Keep the text of the data exactly as it is and omit each picture from the copy.

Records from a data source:
________________________
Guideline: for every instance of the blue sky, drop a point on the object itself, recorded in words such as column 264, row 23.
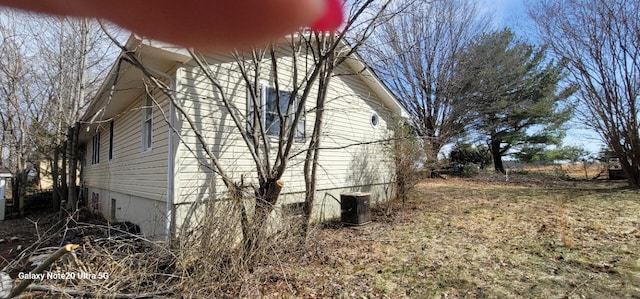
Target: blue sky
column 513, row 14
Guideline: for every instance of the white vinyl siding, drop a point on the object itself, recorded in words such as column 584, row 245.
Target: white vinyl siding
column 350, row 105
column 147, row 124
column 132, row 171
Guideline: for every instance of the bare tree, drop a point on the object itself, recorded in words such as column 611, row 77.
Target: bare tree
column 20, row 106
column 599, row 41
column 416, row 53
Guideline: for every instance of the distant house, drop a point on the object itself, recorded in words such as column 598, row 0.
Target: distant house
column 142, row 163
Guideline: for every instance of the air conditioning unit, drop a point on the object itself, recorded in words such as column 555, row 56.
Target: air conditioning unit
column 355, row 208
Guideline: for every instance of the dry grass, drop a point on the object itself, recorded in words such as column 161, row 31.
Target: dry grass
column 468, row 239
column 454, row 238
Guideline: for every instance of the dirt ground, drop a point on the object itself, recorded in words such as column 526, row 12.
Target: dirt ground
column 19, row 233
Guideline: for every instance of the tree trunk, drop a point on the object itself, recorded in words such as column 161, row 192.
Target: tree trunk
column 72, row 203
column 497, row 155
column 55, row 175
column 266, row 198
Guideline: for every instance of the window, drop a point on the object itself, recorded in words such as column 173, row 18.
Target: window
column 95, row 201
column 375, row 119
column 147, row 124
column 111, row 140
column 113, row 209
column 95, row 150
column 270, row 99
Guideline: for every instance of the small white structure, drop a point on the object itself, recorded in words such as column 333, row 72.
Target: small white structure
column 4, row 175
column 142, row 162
________________________
* _Task result_:
Guideline: for every instance of the blue sky, drop a point on the object itself, recorded in words such as column 264, row 23.
Target: blue sky
column 513, row 14
Guideline: for every instance of the white vinyl siding, drop a point on the object itself, recorded in words such as column 584, row 245.
Target: white vinyl siding
column 350, row 105
column 147, row 124
column 132, row 171
Guideline: for every instance of the bare tree, drop a point on the object itself, recorded in words such as column 611, row 77.
Target: bare tree
column 20, row 106
column 599, row 41
column 416, row 53
Guideline: for every instance of the distant house, drop a point on the object itself, recorded in words such as column 598, row 0.
Target: distant house
column 142, row 163
Guideline: for every instance of the air conditioning unit, drop a point on the object itself, recorded in words such as column 555, row 56.
Target: air conditioning unit
column 355, row 208
Guideline: for every instance of the dry grass, drop a point on the object itself, recorded in words such as column 161, row 31.
Target: dry grass
column 468, row 239
column 454, row 238
Guideline: for every instance of the dirt ground, drop a point on the object itself, recorded in words such as column 526, row 12.
Target: dirt ground
column 19, row 233
Guideline: for every instance of the tree trunk, drop a point on the object itself, recorded in words such as column 161, row 192.
Target: tree trunk
column 72, row 203
column 497, row 155
column 55, row 175
column 266, row 198
Guideline: for every instance of the window, drop a point on the object itself, recorded in words such as column 173, row 18.
Target: window
column 95, row 201
column 375, row 119
column 147, row 124
column 111, row 140
column 113, row 209
column 95, row 150
column 270, row 99
Guideline: for every instance of the small white structure, drop a point on the object itself, recorded in words such as column 333, row 72.
Target: small white structure
column 4, row 175
column 142, row 162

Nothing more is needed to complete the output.